**実施する作業:**
**A)** 栗林良吏に関する抜粋によると、栗林は開幕から何試合連続で無失点を続けましたか。
**B)** 栗林良吏に関する抜粋を、最後の文の続きから書き進めてください。

**提供された抜粋:**
===============

12月15日、「NPB AWARDS 2021」が行われ、セ・リーグの最優秀新人賞(新人王)に栗林良吏が選ばれた。

 栗林はプロ1年目の今季、クローザーに抜擢されると開幕から大車輪の活躍。球団新記録となる開幕から22試合連続無失点、新人最多記録に並ぶ37セーブなど、数々の記録を樹立すると、東京五輪では侍ジャパンのクローザーにも抜擢され、悲願の金メダル獲得に大きく貢献した。今シーズン、救援に失敗したのはわずか1度。驚異のリリーフ成功率を誇るなど、わずか1年足らずで日本を代表する投手へと成長した。

 広島アスリートマガジンでは、ドラフト会議終了後から、4度にわたり、栗林を取材。ここでは、「編集部セレクション」として、カープの守護神に成長した栗林が、プロ1年目に話した言葉を振り返る。

 ドラフト直後のインタビューに続き、今回はペナントレース開幕直後に行なった独占インタビュー(前編)。クローザーとしての第一歩を踏み出した栗林が、初めての春季キャンプをどういうテーマを持って過ごしたのかを振り返っていく。(『広島アスリートマガジン』2021年5月号で行なったインタビューをもとにWEB用に編集)

春季キャンプで、永川投手コーチから指導を受け栗林良吏のフォークが進化を遂げた。

◆エース直伝のカットボールと投手コーチ直伝のフォーク

─社会人野球のトヨタ自動車からカープに入団して約4カ月が過ぎました。ここまでを振り返ってみていかがですか?

===============

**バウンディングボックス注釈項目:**
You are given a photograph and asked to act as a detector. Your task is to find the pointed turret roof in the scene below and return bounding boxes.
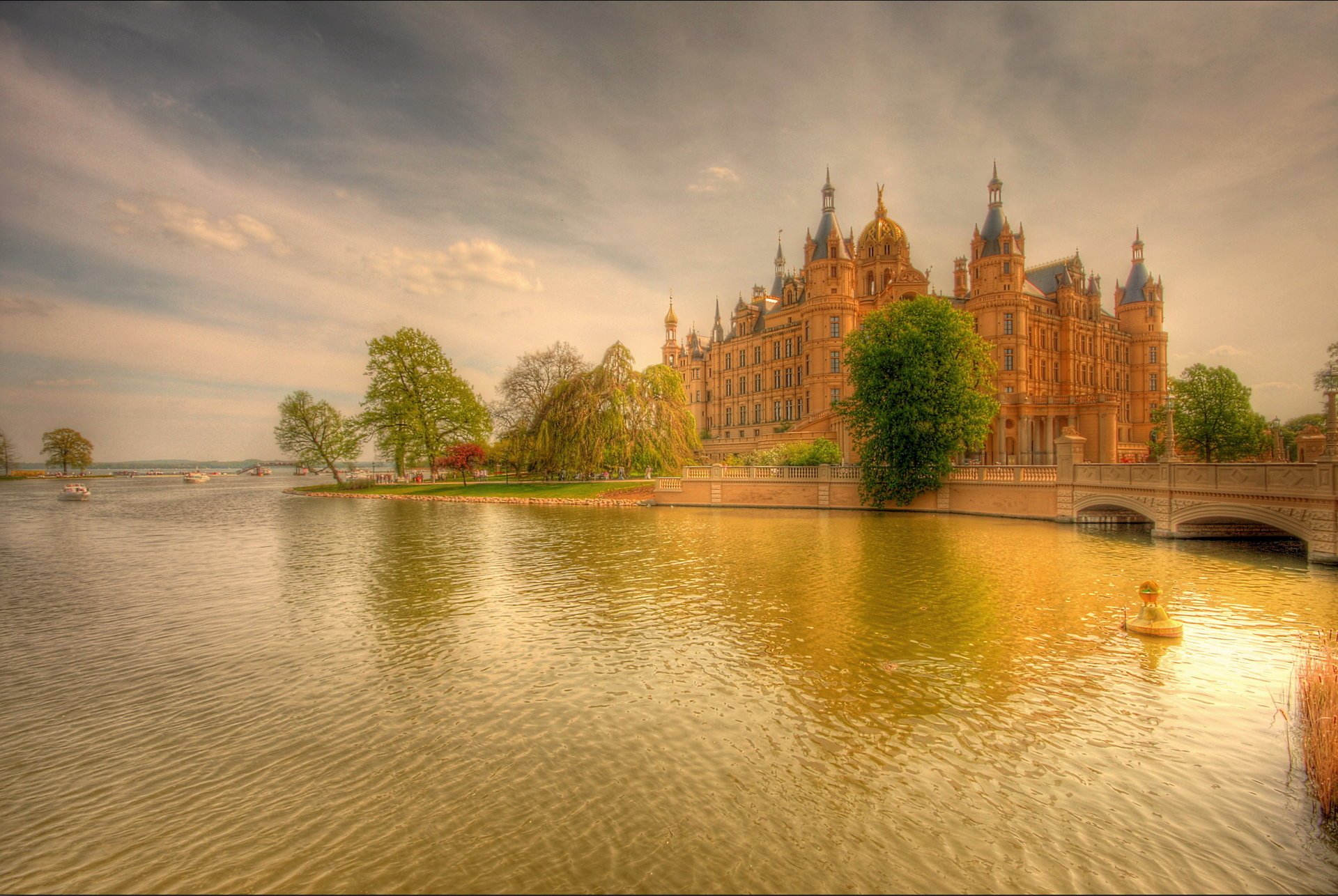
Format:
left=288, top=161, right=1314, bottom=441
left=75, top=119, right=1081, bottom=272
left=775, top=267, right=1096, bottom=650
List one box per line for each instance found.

===============

**作業別の回答:**
**A)** 開幕から22試合連続で無失点を続け、これは球団新記録です。

**B)**
「新人合同自主トレが行われた1月から、ある程度自分のペースで調整させていただきました。また、春季キャンプに入ってからもいろんな人に支えてもらいながらしっかりと調整できたので、無事に開幕を迎えられ、良いスタートを切れていると思っています。いま振り返ってみて思うのは、監督やコーチ、トレーナーさん、そしてチームメートのおかげで、こうやって良い時間を過ごすことができていると感じています。恩返ししていくためにもしっかり投げていきたいです」

─新人選手の場合、キャンプやオープン戦でアピールをしないといけないぶん、春先くらいに疲れが出やすいと聞きますが、そこはいかがですか?

「体の疲れは多少あるのかもしれませんが、心の疲れは全くありません。シーズンが始まった以上、疲れたから力が出せませんというのは良くないですし、疲れたときにどれだけ結果が残せるかが大事だと思います。そのためにキャンプからトレーニングを積み重ねてきました」

─春季キャンプはどんなテーマをもって臨まれましたか?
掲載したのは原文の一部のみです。